[Location identification entries]
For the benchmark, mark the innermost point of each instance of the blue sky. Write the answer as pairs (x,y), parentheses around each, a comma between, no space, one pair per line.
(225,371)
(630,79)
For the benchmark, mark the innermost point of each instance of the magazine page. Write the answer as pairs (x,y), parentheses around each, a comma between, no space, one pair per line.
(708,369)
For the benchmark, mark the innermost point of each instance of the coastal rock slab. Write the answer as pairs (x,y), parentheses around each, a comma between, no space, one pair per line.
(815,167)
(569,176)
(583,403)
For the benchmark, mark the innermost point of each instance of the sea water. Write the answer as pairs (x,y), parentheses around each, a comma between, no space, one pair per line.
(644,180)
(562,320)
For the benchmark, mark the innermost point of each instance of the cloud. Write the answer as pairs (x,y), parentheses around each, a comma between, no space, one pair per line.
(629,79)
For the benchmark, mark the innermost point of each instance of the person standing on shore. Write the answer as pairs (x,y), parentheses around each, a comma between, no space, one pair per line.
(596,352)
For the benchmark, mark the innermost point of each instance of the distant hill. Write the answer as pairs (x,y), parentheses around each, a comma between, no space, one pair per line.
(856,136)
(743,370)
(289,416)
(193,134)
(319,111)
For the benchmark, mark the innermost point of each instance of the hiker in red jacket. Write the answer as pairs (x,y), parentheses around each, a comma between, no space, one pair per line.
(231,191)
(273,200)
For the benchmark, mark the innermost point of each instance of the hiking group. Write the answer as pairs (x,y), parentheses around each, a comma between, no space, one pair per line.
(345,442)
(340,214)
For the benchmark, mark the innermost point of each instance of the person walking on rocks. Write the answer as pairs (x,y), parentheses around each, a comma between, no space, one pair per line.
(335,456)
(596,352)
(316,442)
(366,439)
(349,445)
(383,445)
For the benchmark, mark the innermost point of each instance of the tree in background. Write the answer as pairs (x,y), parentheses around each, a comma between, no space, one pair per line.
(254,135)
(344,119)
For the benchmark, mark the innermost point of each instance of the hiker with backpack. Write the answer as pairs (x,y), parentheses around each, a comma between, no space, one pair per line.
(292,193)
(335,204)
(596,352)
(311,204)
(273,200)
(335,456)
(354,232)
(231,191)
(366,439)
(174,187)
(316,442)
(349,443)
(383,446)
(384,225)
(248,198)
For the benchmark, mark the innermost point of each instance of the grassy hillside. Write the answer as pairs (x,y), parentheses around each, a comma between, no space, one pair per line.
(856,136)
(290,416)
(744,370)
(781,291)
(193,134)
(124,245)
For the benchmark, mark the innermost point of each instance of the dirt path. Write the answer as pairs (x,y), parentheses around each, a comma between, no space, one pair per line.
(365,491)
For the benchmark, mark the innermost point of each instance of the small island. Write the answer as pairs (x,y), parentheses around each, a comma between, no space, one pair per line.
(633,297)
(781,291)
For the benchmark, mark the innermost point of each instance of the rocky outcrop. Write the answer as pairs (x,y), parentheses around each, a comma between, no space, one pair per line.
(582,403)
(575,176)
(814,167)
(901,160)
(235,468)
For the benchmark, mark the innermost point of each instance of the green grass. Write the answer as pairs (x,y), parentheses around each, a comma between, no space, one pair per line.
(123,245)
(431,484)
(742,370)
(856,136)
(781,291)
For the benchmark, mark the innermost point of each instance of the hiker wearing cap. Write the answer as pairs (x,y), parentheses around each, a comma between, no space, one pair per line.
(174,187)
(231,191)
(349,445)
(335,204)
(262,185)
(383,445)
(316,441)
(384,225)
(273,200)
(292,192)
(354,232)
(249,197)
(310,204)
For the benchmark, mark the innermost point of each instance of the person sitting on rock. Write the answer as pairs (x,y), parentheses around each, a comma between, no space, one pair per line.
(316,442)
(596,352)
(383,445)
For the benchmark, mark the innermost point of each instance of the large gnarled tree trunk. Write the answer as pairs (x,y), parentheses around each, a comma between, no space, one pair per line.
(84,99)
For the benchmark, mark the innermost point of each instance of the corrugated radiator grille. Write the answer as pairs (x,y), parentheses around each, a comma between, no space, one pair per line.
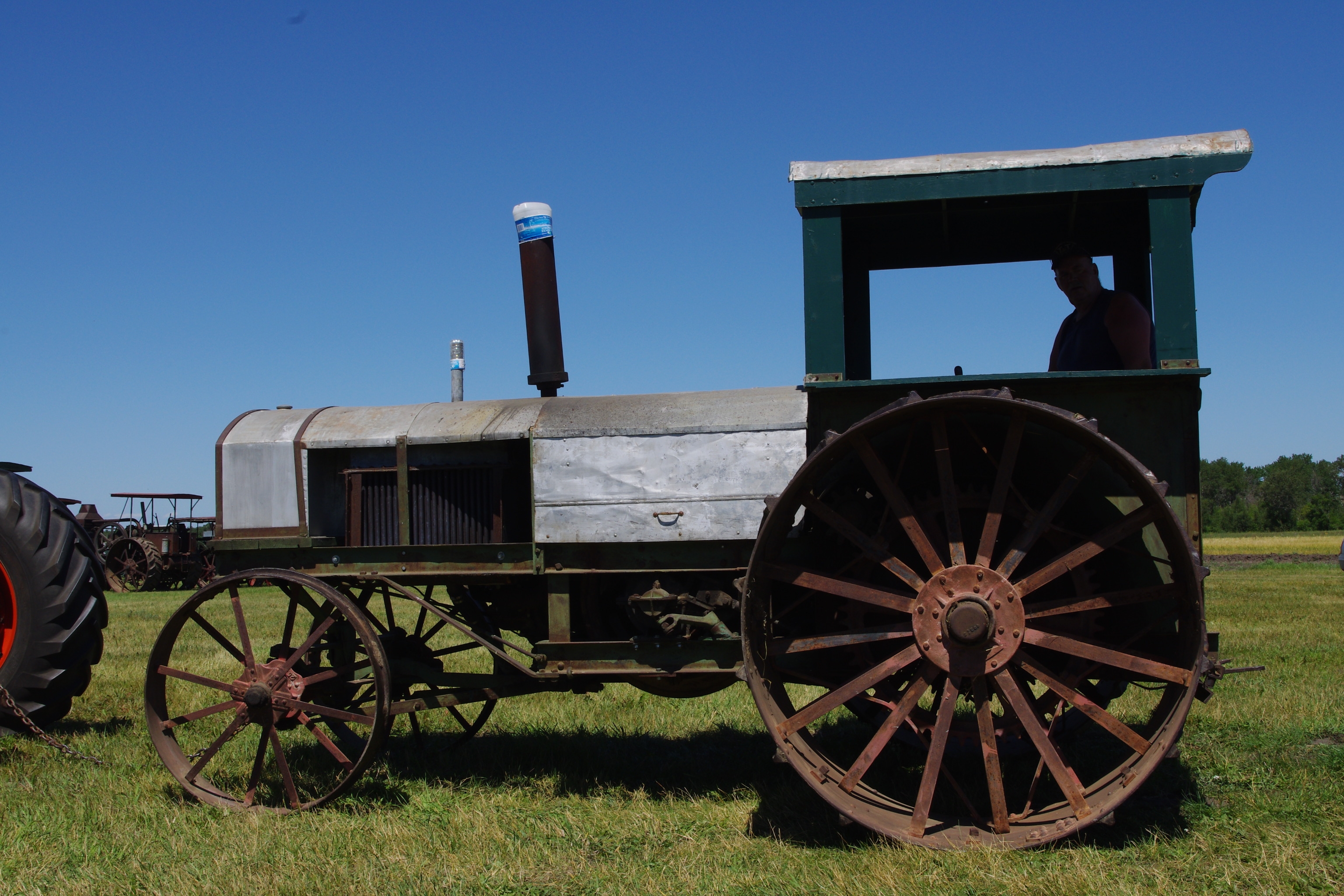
(371,508)
(448,506)
(453,507)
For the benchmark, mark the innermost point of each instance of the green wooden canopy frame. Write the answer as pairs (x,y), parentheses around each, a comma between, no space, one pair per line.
(1134,202)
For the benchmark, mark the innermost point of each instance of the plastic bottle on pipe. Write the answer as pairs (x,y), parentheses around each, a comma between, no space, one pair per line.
(541,298)
(458,363)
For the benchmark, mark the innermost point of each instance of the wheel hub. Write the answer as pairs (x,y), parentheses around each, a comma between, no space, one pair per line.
(968,621)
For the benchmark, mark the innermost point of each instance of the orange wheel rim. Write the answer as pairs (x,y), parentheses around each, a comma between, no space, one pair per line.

Do this: Copy out, word for word, the part of the data that opens with the line containing "of the wheel" and runs through the end of the data.

Full output:
For the benchmark, mark the innermost point of each instance of the wheel hub. Write the answer as pairs (x,y), parentheses around each, a comma between, no space, one pair per line.
(968,621)
For the benchmark, mark the innermost point of each instance of the orange wheel rim. Write the answer as pairs (x,y), parentheses around each, a comma between, no space, one pair per line.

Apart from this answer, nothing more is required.